Records from a collection

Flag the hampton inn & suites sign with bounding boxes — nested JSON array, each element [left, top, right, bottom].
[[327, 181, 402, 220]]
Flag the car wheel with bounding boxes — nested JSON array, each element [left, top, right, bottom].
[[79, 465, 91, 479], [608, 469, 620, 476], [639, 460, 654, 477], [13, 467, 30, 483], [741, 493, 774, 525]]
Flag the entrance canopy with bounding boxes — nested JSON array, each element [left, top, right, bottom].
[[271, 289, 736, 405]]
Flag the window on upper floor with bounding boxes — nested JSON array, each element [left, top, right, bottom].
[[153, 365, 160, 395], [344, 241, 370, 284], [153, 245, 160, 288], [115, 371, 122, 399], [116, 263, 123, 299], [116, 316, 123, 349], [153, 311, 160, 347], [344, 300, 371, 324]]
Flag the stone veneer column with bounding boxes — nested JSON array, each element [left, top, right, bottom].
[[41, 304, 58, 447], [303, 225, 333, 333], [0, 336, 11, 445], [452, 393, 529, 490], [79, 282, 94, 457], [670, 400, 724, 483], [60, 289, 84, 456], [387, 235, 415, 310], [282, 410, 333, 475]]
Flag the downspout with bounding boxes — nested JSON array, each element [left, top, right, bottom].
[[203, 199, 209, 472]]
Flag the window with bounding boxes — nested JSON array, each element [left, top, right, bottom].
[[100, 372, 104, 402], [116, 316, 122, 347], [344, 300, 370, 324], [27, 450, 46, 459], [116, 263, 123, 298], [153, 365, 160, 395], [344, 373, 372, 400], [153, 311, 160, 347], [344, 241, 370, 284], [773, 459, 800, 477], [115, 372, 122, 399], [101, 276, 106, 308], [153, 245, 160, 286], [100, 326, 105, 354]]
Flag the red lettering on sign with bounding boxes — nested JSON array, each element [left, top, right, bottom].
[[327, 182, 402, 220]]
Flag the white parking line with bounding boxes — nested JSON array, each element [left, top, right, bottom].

Task to carry out:
Transcribe each record exactly as it is written above.

Result for this task:
Flag the hampton inn & suites sign with bounding boxes — nested JSON array, each element [left, top, right, bottom].
[[327, 181, 402, 220]]
Flag the car wheel with bounding boxes — nested JSON array, each element [left, top, right, bottom].
[[79, 465, 91, 479], [608, 469, 620, 476], [639, 460, 654, 477], [13, 467, 30, 483], [741, 493, 774, 525]]
Flag the entrance canopy with bounding boxes — nested JSON array, each element [left, top, right, bottom].
[[271, 289, 736, 405]]
Flag the window on upper floor with bounding boxes — nested JSON array, each element [left, top, right, bottom].
[[153, 365, 160, 395], [344, 241, 370, 284], [153, 245, 160, 288], [115, 371, 122, 399], [116, 263, 123, 299], [116, 316, 123, 349], [153, 311, 160, 347], [344, 300, 371, 324]]
Flag the stone veneer column with bounding boxes — nested JSON array, each element [left, top, right, bottom].
[[41, 304, 58, 447], [303, 225, 333, 333], [0, 336, 11, 445], [452, 393, 529, 490], [79, 282, 94, 457], [670, 400, 724, 483], [60, 289, 84, 456], [387, 235, 415, 310], [282, 410, 333, 475]]
Flag the downspout with bounding boxes — nested JSON array, each element [left, top, right, bottom].
[[203, 199, 209, 472]]
Flag the window with bounding boxes — nested JSON array, each element [left, top, right, bottom].
[[100, 372, 104, 402], [116, 316, 122, 347], [344, 300, 370, 324], [27, 450, 46, 459], [116, 263, 123, 298], [153, 365, 160, 395], [344, 373, 372, 400], [153, 311, 160, 347], [344, 241, 370, 284], [773, 459, 800, 477], [115, 372, 122, 399], [101, 276, 106, 308], [153, 245, 160, 286], [100, 326, 105, 354]]
Flag the red lettering on sign with bounding boxes — nested JSON array, each element [left, top, right, bottom].
[[327, 182, 402, 220]]
Flag the white parking line with bounding boxes — nested JSON array, each element [left, top, right, bottom].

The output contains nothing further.